* [Prompt 1]
Copy the passage from the post on LADSPA instruments that starts at the words "While reading over" and stops after the words "supply any values.".
--------------------
[linux-audio-dev] LADSPA Instruments

robbins jacob jacobrobbins_ at hotmail.com
Wed Apr 9 21:50:01 UTC 2003

While reading over the ladspa v1.1 header, i noticed that hint number 0x2C0 
is defined as follows:

   /* This default hint indicates that the Hz frequency of `concert A'
   should be used. This will be 440 unless the host uses an unusual
   tuning convention, in which case it may be within a few Hz. */
   #define LADSPA_HINT_DEFAULT_440     0x2C0

   These "LADSPA_HINT_DEFAULT_..." hints tell a host how to set the values 
for a port when the user doesn't supply any values.

   But then it hit me, "what kind of port could have a default defined as 
440 HZ, concert A?" Clearly, the only reasonable use for a port of this type 
is to control the pitch of an instrument-type object. Any ladpsa plugin that 
has a port with hint DEFAULT_440 set, be it a true synthesis-engine with no 
audio input ports, or some sort of tonal filter, can be used to generate 
coherent melodic output (ie tunes,songs,melodies,pitched-vocalizations...).

   This is important because it means that we can implement _right_now_ 
ladspa instruments that can be used without the user having to hook up 
control A to port B or generally know what the hell they're doing. In fact, 
the sine oscillator plugin, provided by Richard Furse as an example plugin 
for the ladspa sdk, is a reference example that host programmers can code 
off of _right_now_. Just remember that each ladspa plugin instance is a 
single voice, so polyphony must be implemented in the host. Fortunately, 
this is not that hard(*).

   The DEFAULT_440 hint took me by surprise because there aren't many ladspa 
virtual synths out there. With the use of this hint, coding a synth is about 
as simple as we would expect from ladspa: very. Many projects with 
integrated softsynths could put some of their core dsp routines into ladspa 
plugins and start seeing immediate benefits because the widespread use of 
the ladspa format facilitates sharing plugins between apps. Once again, this 
is all completely possible _right_now_ with the current version of ladspa.
--------------------
* [Prompt 2]
Give only the number of lines in the entries that contain the string "negative". Case counts.

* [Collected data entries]
--------------------
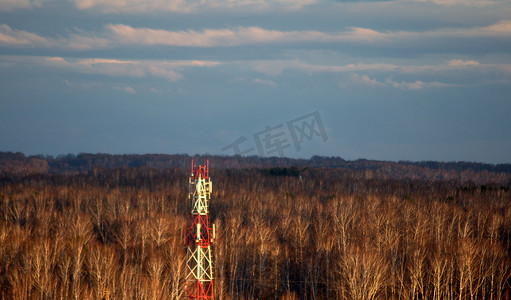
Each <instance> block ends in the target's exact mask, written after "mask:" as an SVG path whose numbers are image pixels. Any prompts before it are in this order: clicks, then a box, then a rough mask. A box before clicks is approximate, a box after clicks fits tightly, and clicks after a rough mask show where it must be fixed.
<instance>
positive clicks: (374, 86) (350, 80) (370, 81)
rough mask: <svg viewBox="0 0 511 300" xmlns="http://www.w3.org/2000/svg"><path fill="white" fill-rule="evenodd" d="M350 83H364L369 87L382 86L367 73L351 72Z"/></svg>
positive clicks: (382, 84) (359, 83) (356, 84)
mask: <svg viewBox="0 0 511 300" xmlns="http://www.w3.org/2000/svg"><path fill="white" fill-rule="evenodd" d="M350 85H364V86H370V87H376V86H383V85H384V84H383V83H381V82H379V81H377V80H376V79H371V78H369V76H367V75H359V74H357V73H354V74H351V76H350Z"/></svg>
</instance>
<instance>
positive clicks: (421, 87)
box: [339, 73, 459, 90]
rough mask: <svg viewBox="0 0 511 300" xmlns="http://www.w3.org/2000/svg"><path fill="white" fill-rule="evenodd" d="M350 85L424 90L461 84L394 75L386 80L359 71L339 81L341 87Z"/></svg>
mask: <svg viewBox="0 0 511 300" xmlns="http://www.w3.org/2000/svg"><path fill="white" fill-rule="evenodd" d="M350 86H367V87H371V88H375V87H394V88H398V89H401V90H422V89H425V88H445V87H454V86H459V85H455V84H450V83H442V82H438V81H433V82H424V81H421V80H416V81H411V82H407V81H395V80H393V79H392V77H388V78H386V79H385V80H384V81H378V80H376V79H374V78H370V77H369V76H367V75H360V74H358V73H353V74H350V76H349V79H348V81H346V82H341V83H339V87H341V88H346V87H350Z"/></svg>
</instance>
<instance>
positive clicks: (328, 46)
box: [0, 0, 511, 163]
mask: <svg viewBox="0 0 511 300" xmlns="http://www.w3.org/2000/svg"><path fill="white" fill-rule="evenodd" d="M510 115H511V1H507V0H505V1H504V0H502V1H496V0H390V1H370V0H367V1H355V0H351V1H334V0H273V1H267V0H207V1H204V0H193V1H190V0H0V151H12V152H18V151H19V152H23V153H25V154H27V155H36V154H45V155H60V154H68V153H73V154H78V153H82V152H85V153H113V154H114V153H115V154H124V153H127V154H135V153H136V154H145V153H168V154H174V153H188V154H204V153H209V154H222V155H233V154H241V155H261V156H286V157H295V158H308V157H311V156H313V155H321V156H340V157H342V158H344V159H348V160H353V159H359V158H365V159H375V160H392V161H398V160H411V161H422V160H437V161H475V162H486V163H511V118H510Z"/></svg>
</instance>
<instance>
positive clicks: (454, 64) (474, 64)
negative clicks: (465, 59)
mask: <svg viewBox="0 0 511 300" xmlns="http://www.w3.org/2000/svg"><path fill="white" fill-rule="evenodd" d="M447 64H448V65H449V66H454V67H470V66H478V65H479V62H478V61H475V60H462V59H453V60H450V61H448V62H447Z"/></svg>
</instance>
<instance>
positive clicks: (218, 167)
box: [0, 153, 511, 299]
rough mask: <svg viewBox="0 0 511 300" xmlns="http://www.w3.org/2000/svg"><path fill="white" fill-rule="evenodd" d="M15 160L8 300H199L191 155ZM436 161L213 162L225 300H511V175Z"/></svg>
mask: <svg viewBox="0 0 511 300" xmlns="http://www.w3.org/2000/svg"><path fill="white" fill-rule="evenodd" d="M2 155H3V156H1V155H0V162H1V165H0V167H1V168H0V170H1V171H0V298H1V299H101V298H102V297H104V296H105V295H108V297H109V298H110V299H185V298H186V297H185V296H186V295H185V290H184V276H185V254H186V247H185V245H184V242H183V233H184V229H185V228H186V226H187V224H188V223H189V221H190V209H191V207H190V205H191V204H190V203H189V201H188V200H187V191H188V186H187V183H188V176H189V168H188V166H189V164H190V157H188V156H184V155H183V156H176V157H181V158H182V159H183V161H182V162H180V163H179V164H176V165H174V166H169V165H168V162H167V164H164V163H162V164H161V165H160V166H158V165H151V164H150V163H147V162H148V161H151V160H148V161H146V163H145V164H144V163H140V164H139V165H137V166H136V165H133V164H130V163H126V162H124V164H123V163H121V162H120V161H122V159H120V158H118V157H117V158H115V157H116V156H108V155H99V156H98V157H95V158H94V155H90V157H89V158H88V160H85V162H86V163H87V166H86V167H85V162H83V161H82V162H83V164H84V165H80V164H79V163H78V162H77V159H78V158H77V157H78V156H66V157H60V158H48V157H25V156H20V155H19V154H12V153H3V154H2ZM13 156H14V158H13ZM16 156H17V158H16ZM6 157H7V158H6ZM100 157H104V158H107V160H108V158H109V157H110V158H112V157H114V158H113V159H112V161H114V160H115V159H117V160H118V162H117V163H116V164H117V165H112V164H111V165H108V163H107V162H103V163H102V164H100V163H98V164H95V163H91V161H94V160H97V159H99V158H100ZM134 157H136V156H128V158H130V159H133V158H134ZM164 157H167V158H168V157H169V156H162V158H164ZM2 159H3V160H2ZM81 159H84V158H83V157H82V158H81ZM215 159H218V161H216V162H215ZM198 160H199V162H205V159H204V157H199V158H198ZM279 160H281V163H279ZM152 161H153V162H155V161H156V160H154V159H153V160H152ZM219 161H220V162H221V163H220V162H219ZM314 161H316V165H314V164H313V163H312V162H314ZM65 162H67V163H68V166H67V167H65V165H64V164H65ZM174 162H177V158H176V160H173V162H172V163H174ZM293 162H295V164H293ZM59 163H60V164H61V167H60V169H59V168H57V167H56V166H58V164H59ZM73 163H74V165H73ZM321 163H323V164H324V165H321ZM334 164H336V165H334ZM350 164H351V165H352V167H349V165H350ZM433 164H435V163H434V162H429V163H428V162H422V163H411V162H400V163H392V162H374V161H362V160H361V161H355V162H349V161H344V160H342V159H340V158H322V157H315V158H312V159H311V160H303V161H302V160H291V159H281V158H273V161H271V160H270V159H269V161H266V160H265V159H260V158H257V159H256V158H240V157H210V168H211V169H210V176H211V178H212V181H213V197H212V201H211V203H210V206H211V216H210V217H211V218H212V219H213V222H214V223H215V224H216V228H217V238H216V240H215V245H214V248H213V251H214V252H213V253H214V258H215V277H216V279H215V289H216V296H217V299H511V191H510V187H511V186H510V182H511V181H510V178H511V177H510V176H511V172H510V171H509V170H507V169H506V168H508V167H509V166H508V165H485V164H473V163H436V164H437V166H436V167H435V166H433ZM353 165H356V167H353ZM364 165H365V167H364Z"/></svg>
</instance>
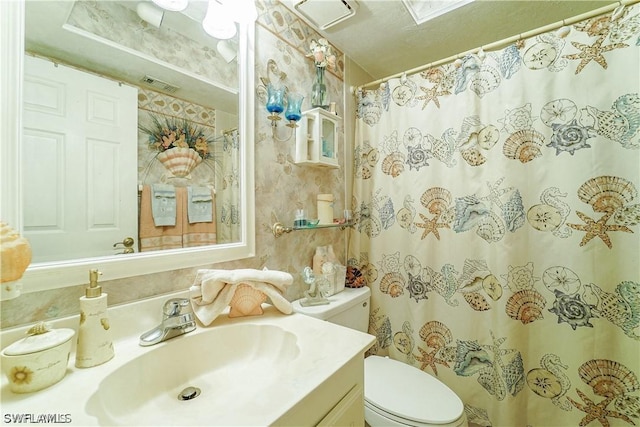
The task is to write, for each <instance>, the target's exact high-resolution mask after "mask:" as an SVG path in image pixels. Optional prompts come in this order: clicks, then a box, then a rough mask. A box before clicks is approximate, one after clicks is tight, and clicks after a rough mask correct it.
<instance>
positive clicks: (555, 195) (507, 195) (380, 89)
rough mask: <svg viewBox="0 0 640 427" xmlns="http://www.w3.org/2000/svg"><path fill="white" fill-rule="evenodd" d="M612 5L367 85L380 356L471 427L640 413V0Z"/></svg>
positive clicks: (356, 206)
mask: <svg viewBox="0 0 640 427" xmlns="http://www.w3.org/2000/svg"><path fill="white" fill-rule="evenodd" d="M615 15H616V16H615V18H614V17H612V14H606V15H602V16H597V17H594V18H590V19H586V20H583V21H581V22H578V23H576V24H574V25H571V26H569V27H564V28H562V29H559V30H555V31H550V32H546V33H542V34H540V35H537V36H534V37H531V38H529V39H525V40H519V41H518V42H516V43H514V44H512V45H510V46H507V47H505V48H503V49H501V50H497V51H491V52H486V53H479V54H470V55H466V56H465V57H464V58H461V59H460V60H457V61H456V62H455V63H451V64H446V65H442V66H438V67H436V68H431V69H428V70H427V71H424V72H421V73H419V74H414V75H410V76H406V77H405V76H403V77H402V78H399V79H392V80H390V81H388V82H386V83H384V84H383V85H381V87H380V88H378V89H375V90H363V91H360V93H359V94H358V97H359V99H358V112H357V118H356V121H357V124H356V143H355V147H354V153H355V154H354V161H355V165H354V170H355V180H354V189H353V194H354V196H353V200H352V209H353V210H354V214H355V217H356V223H355V225H354V227H353V228H352V229H351V230H350V234H349V240H350V244H349V265H350V266H351V267H355V268H356V270H354V271H355V272H356V273H358V272H359V273H361V274H362V275H363V276H364V277H365V278H366V279H367V283H368V285H369V286H370V288H371V291H372V307H371V308H372V310H371V318H370V332H371V333H372V334H373V335H375V336H376V337H377V341H376V344H375V345H374V347H373V348H372V349H371V353H374V354H379V355H388V356H390V357H391V358H394V359H398V360H401V361H403V362H406V363H408V364H410V365H413V366H415V367H417V368H419V369H422V370H423V371H426V372H428V373H429V374H432V375H434V376H436V377H437V378H439V379H440V380H441V381H443V382H444V383H445V384H447V385H448V386H449V387H450V388H451V389H452V390H453V391H455V392H456V393H457V394H458V396H460V398H461V399H462V401H463V402H464V403H465V412H466V414H467V416H468V419H469V421H470V422H471V423H473V424H477V425H482V426H490V425H491V426H571V425H575V426H578V425H580V426H584V425H593V426H596V425H602V426H608V425H632V424H634V423H635V424H636V425H638V424H640V383H639V376H640V329H639V325H640V267H639V266H640V257H639V255H640V227H639V226H638V223H639V222H640V195H639V194H638V190H639V189H640V130H639V128H640V98H639V92H640V87H639V86H640V6H639V5H637V4H636V5H634V6H627V7H625V8H624V9H623V12H622V14H621V15H619V14H617V13H616V14H615ZM429 398H430V396H424V399H425V400H427V399H429Z"/></svg>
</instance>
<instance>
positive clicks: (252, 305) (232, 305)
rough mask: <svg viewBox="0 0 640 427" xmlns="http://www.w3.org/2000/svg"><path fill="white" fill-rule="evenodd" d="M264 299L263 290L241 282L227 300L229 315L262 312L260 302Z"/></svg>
mask: <svg viewBox="0 0 640 427" xmlns="http://www.w3.org/2000/svg"><path fill="white" fill-rule="evenodd" d="M266 300H267V296H266V295H265V294H264V293H263V292H261V291H259V290H257V289H255V288H253V287H251V286H249V285H245V284H244V283H241V284H239V285H238V288H237V289H236V292H235V293H234V294H233V298H231V302H229V307H231V310H229V317H242V316H259V315H261V314H262V313H263V311H262V303H263V302H265V301H266Z"/></svg>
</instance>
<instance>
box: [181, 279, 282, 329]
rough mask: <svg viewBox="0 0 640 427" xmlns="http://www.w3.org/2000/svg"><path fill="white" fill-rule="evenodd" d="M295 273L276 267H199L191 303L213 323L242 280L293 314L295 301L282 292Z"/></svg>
mask: <svg viewBox="0 0 640 427" xmlns="http://www.w3.org/2000/svg"><path fill="white" fill-rule="evenodd" d="M292 283H293V276H291V274H289V273H285V272H283V271H275V270H254V269H238V270H209V269H202V270H198V272H197V274H196V278H195V281H194V283H193V285H192V286H191V288H190V289H189V290H190V292H191V303H192V306H193V311H194V313H195V315H196V317H197V318H198V319H199V320H200V321H201V322H202V323H203V324H204V325H205V326H207V325H209V324H211V322H213V321H214V320H215V318H216V317H218V315H219V314H220V313H222V311H223V310H224V309H225V308H226V307H227V306H228V305H229V303H230V302H231V299H232V298H233V295H234V293H235V291H236V289H237V287H238V286H239V285H240V284H245V285H248V286H251V287H252V288H254V289H257V290H259V291H261V292H263V293H264V294H265V295H267V296H268V297H269V298H270V299H271V302H272V303H273V305H274V306H275V307H276V308H277V309H278V310H280V311H281V312H283V313H284V314H291V312H292V311H293V308H292V306H291V303H290V302H289V301H288V300H287V299H286V298H284V297H283V296H282V293H283V292H284V291H285V289H286V288H287V286H289V285H291V284H292Z"/></svg>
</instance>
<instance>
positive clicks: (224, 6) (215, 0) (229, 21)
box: [202, 0, 236, 40]
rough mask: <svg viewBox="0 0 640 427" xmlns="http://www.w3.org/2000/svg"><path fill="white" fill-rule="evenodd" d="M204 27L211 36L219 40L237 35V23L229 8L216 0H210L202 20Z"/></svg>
mask: <svg viewBox="0 0 640 427" xmlns="http://www.w3.org/2000/svg"><path fill="white" fill-rule="evenodd" d="M202 28H203V29H204V31H205V32H206V33H207V34H209V35H210V36H211V37H215V38H217V39H219V40H226V39H230V38H232V37H233V36H235V35H236V24H235V23H234V22H233V19H232V17H231V14H230V11H229V9H228V8H227V7H226V6H225V5H223V4H221V3H218V2H217V1H216V0H209V6H208V7H207V14H206V15H205V17H204V19H203V20H202Z"/></svg>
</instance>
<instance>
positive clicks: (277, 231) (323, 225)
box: [271, 221, 353, 237]
mask: <svg viewBox="0 0 640 427" xmlns="http://www.w3.org/2000/svg"><path fill="white" fill-rule="evenodd" d="M352 225H353V221H348V222H343V223H333V224H317V225H304V226H293V227H287V226H285V225H283V224H282V223H280V222H276V223H274V224H273V225H272V226H271V232H272V233H273V235H274V236H275V237H280V236H282V235H283V234H285V233H291V232H292V231H300V230H317V229H320V228H340V229H341V230H344V229H345V228H347V227H350V226H352Z"/></svg>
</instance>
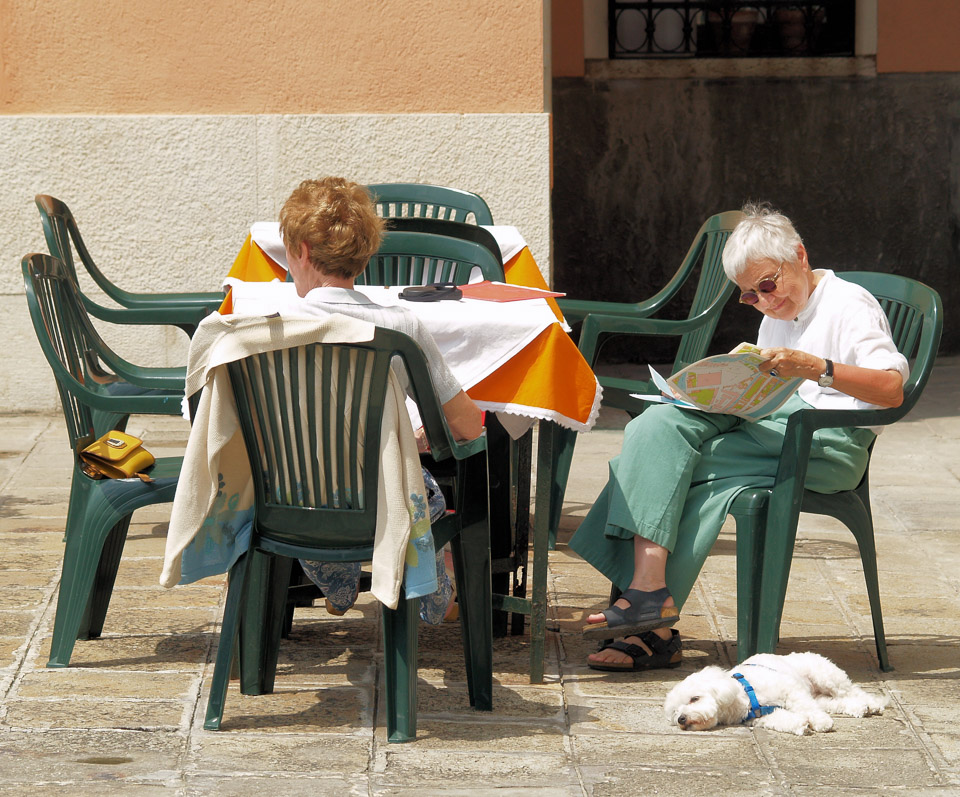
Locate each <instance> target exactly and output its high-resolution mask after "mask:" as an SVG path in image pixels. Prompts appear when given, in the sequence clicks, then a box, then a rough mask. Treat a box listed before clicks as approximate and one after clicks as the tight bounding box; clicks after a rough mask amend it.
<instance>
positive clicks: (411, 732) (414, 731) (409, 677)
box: [383, 588, 420, 742]
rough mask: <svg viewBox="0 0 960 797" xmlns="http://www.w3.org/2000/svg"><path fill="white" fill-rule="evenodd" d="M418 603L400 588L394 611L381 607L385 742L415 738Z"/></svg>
mask: <svg viewBox="0 0 960 797" xmlns="http://www.w3.org/2000/svg"><path fill="white" fill-rule="evenodd" d="M419 619H420V618H419V616H418V613H417V601H413V600H410V601H408V600H407V596H406V595H405V594H404V592H403V589H402V588H401V590H400V601H399V603H398V604H397V608H396V609H388V608H387V607H386V606H384V607H383V658H384V686H385V688H384V693H385V697H386V700H385V703H386V712H387V741H389V742H412V741H413V740H414V739H416V737H417V623H418V621H419Z"/></svg>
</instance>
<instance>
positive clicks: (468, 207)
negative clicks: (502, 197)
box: [367, 183, 493, 225]
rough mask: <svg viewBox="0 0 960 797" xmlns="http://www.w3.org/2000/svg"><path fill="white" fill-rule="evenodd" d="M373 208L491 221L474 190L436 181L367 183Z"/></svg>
mask: <svg viewBox="0 0 960 797" xmlns="http://www.w3.org/2000/svg"><path fill="white" fill-rule="evenodd" d="M367 189H368V190H369V191H370V193H371V195H372V196H373V199H374V203H375V204H376V207H377V212H378V213H379V214H380V215H381V216H384V217H390V216H399V217H419V218H430V219H443V220H447V221H460V222H467V223H471V222H472V223H473V224H487V225H490V224H493V216H492V215H491V213H490V208H489V207H488V206H487V203H486V202H484V201H483V199H482V198H481V197H480V196H478V195H477V194H473V193H471V192H469V191H461V190H460V189H457V188H448V187H446V186H439V185H426V184H421V183H377V184H372V185H368V186H367Z"/></svg>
--------------------
* [Exercise result 1]
While reading over the ladspa v1.1 header, i noticed that hint number 0x2C0 
is defined as follows:

   /* This default hint indicates that the Hz frequency of `concert A'
   should be used. This will be 440 unless the host uses an unusual
   tuning convention, in which case it may be within a few Hz. */
   #define LADSPA_HINT_DEFAULT_440     0x2C0

   These "LADSPA_HINT_DEFAULT_..." hints tell a host how to set the values 
for a port when the user doesn't supply any values.

* [Exercise result 2]
2